Exercice écrit 1
D'après la lettre sur l'Église catholique en Chine, par quels mots commence cette lettre ?
Exercice écrit 2
Écrivez la suite de la lettre sur l'Église catholique en Chine, juste après sa dernière phrase.

Texte fourni
Cette lettre a son origine dans les invocations que je fais sans cesse monter vers le Dieu tout-puissant pour cette part choisie de son peuple, et a pour but d'inviter à la prière, par votre entremise, tous les catholiques du monde entier. Nous savons avec certitude que le Seigneur est fidèle à sa parole : « Demandez et vous recevrez, cherchez et vous trouverez, frappez et l'on vous ouvrira. » (Mt 7,7) En effet, même lorsque font défaut les moyens humains normaux qui servent à maintenir les liens des relations au sein d'une communauté, il reste toujours la force de la prière : celle-ci garde, en effet, toujours vive la flamme de l'espérance qui ne trompe pas, grâce à l'action de l'Esprit Saint qui est en nous : « L'Esprit vient en aide à notre faiblesse — nous enseigne saint Paul —, car nous ne savons pas prier comme il faut ; mais l'Esprit lui-même intercède pour nous en gémissements inexprimables. » (Rm 8,26) Cette lettre commence par les mots « Caritas Christi ».

Je vous demande donc de prier, je vous demande de vous unir dans l'Esprit de Dieu aux fils et aux filles de l'Église catholique qui est en Chine, avec lesquels a cessé d'exister, depuis quelques dizaines d'années, une relation visible. Par le moyen de la prière, même s'ils sont extérieurement privés de toute communication avec nous, ils restent pourtant au coeur même de l'Église du Christ. La prière obtiendra donc de la miséricorde divine les dons, lumières et forces spirituelles qui assureront à l'Église qui est en Chine les conditions indispensables pour qu'elle jouisse de l'union, même visible, avec l'Église de Jésus-Christ, qui est « une, sainte, catholique et apostolique ».

À ce sujet, la mission particulière du Siège romain de saint Pierre est d'unir les frères dans la vérité et l'amour. C'est précisément à l'apôtre Pierre, en effet, que le Seigneur Jésus a confié la responsabilité de confirmer ses frères (Lc 22,32), parce que c'est sur lui qu'il a voulu que soit édifiée son Église (Mt 16,17-18). « Le Pontife romain, comme successeur de Pierre — affirme le Concile oecuménique Vatican II —, est le principe perpétuel et visible et le fondement de l'unité qui lie entre eux soit les évêques, soit la multitude des fidèles. » (Lumen gentium, LG 23 Lumen gentium, ) C'est lui qui rend un et indivis l'épiscopat lui-même (cf. ibid., 18.) Le lien avec le Siège de Pierre et avec son ministère apostolique est donc la condition indispensable pour participer à l'union avec la grande famille catholique.

Entrées
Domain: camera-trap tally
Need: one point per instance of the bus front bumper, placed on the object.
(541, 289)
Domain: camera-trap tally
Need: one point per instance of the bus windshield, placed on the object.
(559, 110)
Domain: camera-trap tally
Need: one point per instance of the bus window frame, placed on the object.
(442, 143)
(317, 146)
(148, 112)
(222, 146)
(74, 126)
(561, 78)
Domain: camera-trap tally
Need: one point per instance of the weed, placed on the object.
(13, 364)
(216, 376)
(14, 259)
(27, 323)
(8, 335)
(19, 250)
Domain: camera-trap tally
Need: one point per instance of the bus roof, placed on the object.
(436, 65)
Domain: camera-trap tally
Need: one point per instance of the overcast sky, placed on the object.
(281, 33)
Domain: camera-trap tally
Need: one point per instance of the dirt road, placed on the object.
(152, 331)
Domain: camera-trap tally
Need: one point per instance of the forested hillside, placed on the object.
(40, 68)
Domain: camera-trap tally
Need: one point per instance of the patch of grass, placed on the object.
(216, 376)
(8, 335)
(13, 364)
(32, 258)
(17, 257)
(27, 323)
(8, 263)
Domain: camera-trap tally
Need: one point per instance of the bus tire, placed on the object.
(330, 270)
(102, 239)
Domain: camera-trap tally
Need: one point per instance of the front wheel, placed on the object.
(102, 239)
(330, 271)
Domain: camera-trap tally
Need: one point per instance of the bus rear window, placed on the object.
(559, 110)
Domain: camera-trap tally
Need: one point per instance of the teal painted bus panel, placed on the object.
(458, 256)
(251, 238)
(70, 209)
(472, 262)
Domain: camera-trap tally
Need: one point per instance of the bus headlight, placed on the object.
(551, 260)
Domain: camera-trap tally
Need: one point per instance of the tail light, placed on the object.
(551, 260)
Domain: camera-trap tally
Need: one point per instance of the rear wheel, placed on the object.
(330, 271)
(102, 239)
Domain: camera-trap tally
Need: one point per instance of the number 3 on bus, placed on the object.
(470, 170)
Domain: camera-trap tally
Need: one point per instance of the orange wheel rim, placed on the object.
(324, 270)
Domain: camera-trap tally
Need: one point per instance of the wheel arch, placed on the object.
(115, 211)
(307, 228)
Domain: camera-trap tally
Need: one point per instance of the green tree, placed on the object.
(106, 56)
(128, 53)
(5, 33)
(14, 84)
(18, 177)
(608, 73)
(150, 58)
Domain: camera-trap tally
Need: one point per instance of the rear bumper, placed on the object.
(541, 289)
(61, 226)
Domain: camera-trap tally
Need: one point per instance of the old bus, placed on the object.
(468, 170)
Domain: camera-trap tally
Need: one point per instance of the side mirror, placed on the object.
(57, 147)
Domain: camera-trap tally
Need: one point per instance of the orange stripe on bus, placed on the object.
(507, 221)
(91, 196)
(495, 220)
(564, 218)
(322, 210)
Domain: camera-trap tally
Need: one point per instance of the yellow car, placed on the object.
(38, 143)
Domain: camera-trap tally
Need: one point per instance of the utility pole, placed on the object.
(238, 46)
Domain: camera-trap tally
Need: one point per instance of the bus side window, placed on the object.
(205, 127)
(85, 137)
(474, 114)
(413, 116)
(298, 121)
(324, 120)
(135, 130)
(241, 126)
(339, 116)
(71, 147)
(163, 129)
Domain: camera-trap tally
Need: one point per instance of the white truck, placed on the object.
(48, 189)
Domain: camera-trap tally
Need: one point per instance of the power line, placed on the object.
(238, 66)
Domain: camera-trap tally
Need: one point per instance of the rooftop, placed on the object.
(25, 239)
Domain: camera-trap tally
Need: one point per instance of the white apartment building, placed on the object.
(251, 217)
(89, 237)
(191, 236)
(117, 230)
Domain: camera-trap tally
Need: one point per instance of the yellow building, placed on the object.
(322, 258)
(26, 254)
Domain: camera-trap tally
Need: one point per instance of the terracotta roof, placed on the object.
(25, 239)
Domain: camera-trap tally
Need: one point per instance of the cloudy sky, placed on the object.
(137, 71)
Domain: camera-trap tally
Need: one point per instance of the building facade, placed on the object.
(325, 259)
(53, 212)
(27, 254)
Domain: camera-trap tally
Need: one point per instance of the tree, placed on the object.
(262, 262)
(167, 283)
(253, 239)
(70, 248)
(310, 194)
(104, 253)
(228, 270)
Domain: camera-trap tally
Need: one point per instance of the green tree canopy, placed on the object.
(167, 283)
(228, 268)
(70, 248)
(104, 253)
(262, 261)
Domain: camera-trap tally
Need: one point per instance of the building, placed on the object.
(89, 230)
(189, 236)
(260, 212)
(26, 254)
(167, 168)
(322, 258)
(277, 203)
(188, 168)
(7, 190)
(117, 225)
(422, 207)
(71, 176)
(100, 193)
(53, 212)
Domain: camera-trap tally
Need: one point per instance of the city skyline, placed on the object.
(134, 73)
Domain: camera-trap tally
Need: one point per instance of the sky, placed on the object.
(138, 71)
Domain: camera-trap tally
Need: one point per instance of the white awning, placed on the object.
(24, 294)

Réponse 1
Elle commence par les mots « Caritas Christi ».

Réponse 2
La sollicitude de l'Église pour la Chine

La sollicitude pour l'Église en Chine, qui a été si vive chez mes récents prédécesseurs Pie XII, Jean XXIII, Paul VI et Jean-Paul Ier, est devenue la particulière et constante préoccupation de mon pontificat, comme je l'ai déclaré plus d'une fois et de bien des manières. Une telle préoccupation naît de la nature même de la catholicité de l'Église, laquelle est une et universelle, multiple dans la diversité des nations qui la composent et en même temps identique dans le fondement de la foi et dans le lien de la communion. Comme l'affirme le Concile Vatican II, « l'unique Peuple de Dieu est présent à tous les peuples de la terre, empruntant à tous les peuples ses propres citoyens. Mais, comme le royaume du Christ n'est pas de ce monde (cf. Jn 18,36), l'Église ou Peuple de Dieu par qui ce royaume prend corps ne retire rien aux richesses temporelles de quelque peuple que ce soit ; au contraire, elle sert et assume toutes les richesses, les ressources et les formes de vie des peuples en ce qu'elles ont de bon ; en les assumant, elle les purifie, elle les renforce, elle les élève. Ce caractère d'universalité qui brille sur le Peuple de Dieu est un don du Seigneur lui-même » (ibid., 13).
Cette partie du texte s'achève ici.